#### The exercise
Copy the data word for word, from its first line up to and including the line that contains "xmin=1100 ymin=110 xmax=1153 ymax=488".

#### Material provided
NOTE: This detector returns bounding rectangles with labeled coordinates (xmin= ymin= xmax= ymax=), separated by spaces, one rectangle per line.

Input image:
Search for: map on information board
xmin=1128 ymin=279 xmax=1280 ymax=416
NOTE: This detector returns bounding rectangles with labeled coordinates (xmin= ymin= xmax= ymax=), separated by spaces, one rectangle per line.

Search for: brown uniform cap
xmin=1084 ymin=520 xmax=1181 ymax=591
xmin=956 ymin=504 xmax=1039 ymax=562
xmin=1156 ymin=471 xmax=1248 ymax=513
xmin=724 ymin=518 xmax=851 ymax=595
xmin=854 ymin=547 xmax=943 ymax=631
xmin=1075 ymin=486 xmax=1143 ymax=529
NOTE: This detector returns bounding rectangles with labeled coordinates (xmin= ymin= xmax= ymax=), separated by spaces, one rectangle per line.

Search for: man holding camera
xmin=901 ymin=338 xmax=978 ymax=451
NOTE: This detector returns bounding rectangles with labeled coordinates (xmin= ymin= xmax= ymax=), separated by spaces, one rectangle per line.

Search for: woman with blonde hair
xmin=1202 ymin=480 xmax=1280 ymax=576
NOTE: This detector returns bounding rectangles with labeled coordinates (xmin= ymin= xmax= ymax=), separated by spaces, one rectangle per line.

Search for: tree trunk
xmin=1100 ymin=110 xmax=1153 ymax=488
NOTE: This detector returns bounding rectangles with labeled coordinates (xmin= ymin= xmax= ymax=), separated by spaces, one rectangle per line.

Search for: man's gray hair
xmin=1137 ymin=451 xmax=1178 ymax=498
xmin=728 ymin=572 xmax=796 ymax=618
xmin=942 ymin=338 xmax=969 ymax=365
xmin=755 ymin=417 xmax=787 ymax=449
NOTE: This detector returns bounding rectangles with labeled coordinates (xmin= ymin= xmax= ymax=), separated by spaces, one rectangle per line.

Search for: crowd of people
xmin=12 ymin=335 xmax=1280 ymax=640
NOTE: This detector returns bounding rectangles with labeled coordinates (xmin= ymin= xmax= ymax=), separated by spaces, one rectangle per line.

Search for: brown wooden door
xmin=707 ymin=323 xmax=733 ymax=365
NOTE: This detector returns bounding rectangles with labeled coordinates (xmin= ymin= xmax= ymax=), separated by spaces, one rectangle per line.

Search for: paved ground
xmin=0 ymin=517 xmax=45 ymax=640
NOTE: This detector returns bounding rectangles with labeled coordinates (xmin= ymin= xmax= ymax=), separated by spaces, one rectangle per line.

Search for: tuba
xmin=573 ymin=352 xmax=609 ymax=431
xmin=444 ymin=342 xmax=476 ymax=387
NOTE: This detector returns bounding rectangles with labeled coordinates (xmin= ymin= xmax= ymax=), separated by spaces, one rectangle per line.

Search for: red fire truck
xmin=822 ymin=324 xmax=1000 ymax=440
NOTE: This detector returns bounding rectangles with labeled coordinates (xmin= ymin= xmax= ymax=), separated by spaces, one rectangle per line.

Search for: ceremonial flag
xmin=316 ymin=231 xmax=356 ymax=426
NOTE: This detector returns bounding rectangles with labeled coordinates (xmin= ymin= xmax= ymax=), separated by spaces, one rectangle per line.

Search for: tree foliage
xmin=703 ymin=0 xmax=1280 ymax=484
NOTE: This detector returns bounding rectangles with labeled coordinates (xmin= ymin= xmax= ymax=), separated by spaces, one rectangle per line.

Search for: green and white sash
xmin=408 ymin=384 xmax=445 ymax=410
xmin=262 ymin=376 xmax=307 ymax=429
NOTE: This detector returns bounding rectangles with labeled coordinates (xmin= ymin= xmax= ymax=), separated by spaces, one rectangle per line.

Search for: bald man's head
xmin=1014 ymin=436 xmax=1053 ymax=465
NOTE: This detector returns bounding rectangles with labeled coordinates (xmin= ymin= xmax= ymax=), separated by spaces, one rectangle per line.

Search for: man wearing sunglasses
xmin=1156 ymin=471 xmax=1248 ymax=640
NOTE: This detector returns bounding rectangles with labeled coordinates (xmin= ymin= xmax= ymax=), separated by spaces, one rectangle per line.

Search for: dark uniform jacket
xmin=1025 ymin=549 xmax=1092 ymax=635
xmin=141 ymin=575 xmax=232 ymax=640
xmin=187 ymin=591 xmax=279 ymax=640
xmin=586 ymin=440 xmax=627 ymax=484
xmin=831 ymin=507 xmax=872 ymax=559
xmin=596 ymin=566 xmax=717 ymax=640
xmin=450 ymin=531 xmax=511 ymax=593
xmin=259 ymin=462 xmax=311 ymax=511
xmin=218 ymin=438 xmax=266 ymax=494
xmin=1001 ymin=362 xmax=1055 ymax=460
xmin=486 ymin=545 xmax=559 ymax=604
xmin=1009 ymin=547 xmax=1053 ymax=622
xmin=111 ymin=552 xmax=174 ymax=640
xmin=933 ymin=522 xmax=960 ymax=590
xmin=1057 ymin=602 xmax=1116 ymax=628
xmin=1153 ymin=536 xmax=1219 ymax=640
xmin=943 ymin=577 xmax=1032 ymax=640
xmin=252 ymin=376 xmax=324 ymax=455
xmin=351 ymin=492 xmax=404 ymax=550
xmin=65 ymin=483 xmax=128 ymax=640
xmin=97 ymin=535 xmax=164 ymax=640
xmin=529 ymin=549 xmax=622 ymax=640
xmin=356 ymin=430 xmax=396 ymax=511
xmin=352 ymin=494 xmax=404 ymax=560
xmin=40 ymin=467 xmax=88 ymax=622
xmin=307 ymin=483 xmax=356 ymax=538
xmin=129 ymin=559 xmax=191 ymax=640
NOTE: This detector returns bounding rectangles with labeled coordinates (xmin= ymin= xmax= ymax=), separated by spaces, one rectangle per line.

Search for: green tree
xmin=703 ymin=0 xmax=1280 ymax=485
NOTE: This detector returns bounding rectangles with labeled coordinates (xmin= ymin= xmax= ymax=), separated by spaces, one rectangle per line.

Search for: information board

#### Written response
NOTE: This detector returns bounding rectangles with labeled coordinates (xmin= ymin= xmax= ymax=), separated by spaces, one rectangle per line.

Input image:
Search for: map on information board
xmin=1128 ymin=279 xmax=1280 ymax=416
NOTE: This detector returns bounding rectangles with labeled coordinates (xmin= ymin= xmax= ymax=), separated by spaces, one rectangle per line.

Search for: brown uniform cap
xmin=1084 ymin=520 xmax=1181 ymax=591
xmin=956 ymin=504 xmax=1039 ymax=562
xmin=1156 ymin=471 xmax=1248 ymax=513
xmin=724 ymin=518 xmax=851 ymax=595
xmin=854 ymin=547 xmax=943 ymax=631
xmin=1075 ymin=486 xmax=1143 ymax=529
NOTE: This detector returns bounding rectangles with labeled coordinates (xmin= ymin= xmax= ymax=), separated by spaces, one rectangle per line.

Search for: man holding camera
xmin=901 ymin=338 xmax=978 ymax=451
NOTE: This detector returns bounding rectangles with labeled coordinates (xmin= ymin= xmax= ymax=), separated by spaces, one rectangle per line.

Search for: woman with blonde hair
xmin=1202 ymin=480 xmax=1280 ymax=576
NOTE: This detector returns bounding rectangles with labeled coordinates (xmin= ymin= xmax= ymax=), separated by spaces, one rectangle per line.

Search for: tree trunk
xmin=1100 ymin=110 xmax=1153 ymax=488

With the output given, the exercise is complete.